DATA RECORDS:
****************
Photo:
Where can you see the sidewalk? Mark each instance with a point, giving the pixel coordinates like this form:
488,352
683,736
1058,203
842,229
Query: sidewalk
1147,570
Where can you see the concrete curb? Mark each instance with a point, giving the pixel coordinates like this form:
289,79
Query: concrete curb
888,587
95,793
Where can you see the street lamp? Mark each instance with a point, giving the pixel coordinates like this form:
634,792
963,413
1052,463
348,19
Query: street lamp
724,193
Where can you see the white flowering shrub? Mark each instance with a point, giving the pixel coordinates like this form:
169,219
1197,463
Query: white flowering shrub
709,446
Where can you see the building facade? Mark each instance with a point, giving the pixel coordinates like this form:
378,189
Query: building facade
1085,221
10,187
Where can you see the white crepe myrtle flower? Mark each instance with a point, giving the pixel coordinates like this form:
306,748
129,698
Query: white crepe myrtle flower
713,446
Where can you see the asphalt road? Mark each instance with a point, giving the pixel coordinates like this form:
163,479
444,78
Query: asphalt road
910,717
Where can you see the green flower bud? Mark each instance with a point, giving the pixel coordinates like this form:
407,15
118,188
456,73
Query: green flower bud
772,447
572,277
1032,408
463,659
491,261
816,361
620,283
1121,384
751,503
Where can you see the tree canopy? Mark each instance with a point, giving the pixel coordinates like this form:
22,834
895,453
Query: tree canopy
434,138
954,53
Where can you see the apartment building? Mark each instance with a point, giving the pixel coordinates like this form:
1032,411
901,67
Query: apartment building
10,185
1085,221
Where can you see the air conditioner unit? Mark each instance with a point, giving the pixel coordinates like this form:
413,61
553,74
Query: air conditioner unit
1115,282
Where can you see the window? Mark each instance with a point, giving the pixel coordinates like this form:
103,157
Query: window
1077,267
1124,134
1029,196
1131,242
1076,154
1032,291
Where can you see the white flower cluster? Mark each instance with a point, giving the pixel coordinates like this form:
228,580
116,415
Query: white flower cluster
****************
ABOUT THIS TASK: Repeat the entries above verbatim.

COMPLETED TASK:
Photo:
Where can you see the sidewalk? Mark each instance with a point, giving the pixel coordinates like this form:
488,352
683,736
1058,203
842,229
Query: sidewalk
1147,570
Where can you see the concrete curb? Mark each instance with a point, giving the pixel coordinates like this form:
289,79
Query: concrete curb
888,587
95,793
Where can you see the street lamp? Mark each instance with a point, giving the pixel coordinates like this form:
634,792
963,413
1052,463
348,19
Query: street lamp
724,193
Where can you see the white flowering shrub? Mark each instance with a point, giving the pixel coordinates like this form:
169,219
1197,463
Query: white flowering shrub
709,446
Where can you see the building facade? Mark each instance with a point, giving the pixel coordinates like this form:
378,189
Query: building facade
1085,221
10,187
Where can you see the white crepe myrtle flower? Mark each instance with a point, giving the pixel coordinates like this form:
306,748
129,698
Query: white crepe myrtle flower
713,446
Where can you see the asphalt road? Mark each instance with a point, giving the pixel coordinates like this form:
163,479
444,78
Query: asphalt road
910,717
Where can you see the green flower bud? Mark each instance with a point, giving the pixel coordinates like this form:
407,15
118,188
456,73
Query: green flower bud
772,447
572,277
1032,408
463,659
491,261
816,361
620,283
1121,384
751,503
Where can you see the tree canopy? Mark each instance with a point, giving the pixel coordinates like this form:
22,834
895,453
Query: tree canopy
434,138
954,53
Where can you see the apartment building? Mark each instance with a point, giving the pixel coordinates like this form:
1032,411
901,67
Query: apartment building
10,185
1085,221
Where can you see the air conditioner unit? Mark each instance with a point, giving the pixel coordinates like this form:
413,61
553,74
Query: air conditioner unit
1115,282
Where can you see the window? Mark each instance with a point, giving the pixel coordinates like this form:
103,157
Query: window
1077,267
1124,134
1029,196
1131,242
1076,154
1032,291
Where can you see the white flower cluster? Mark each instance with a point, giving the pixel coordinates like this form:
228,580
116,415
Query: white flower cluster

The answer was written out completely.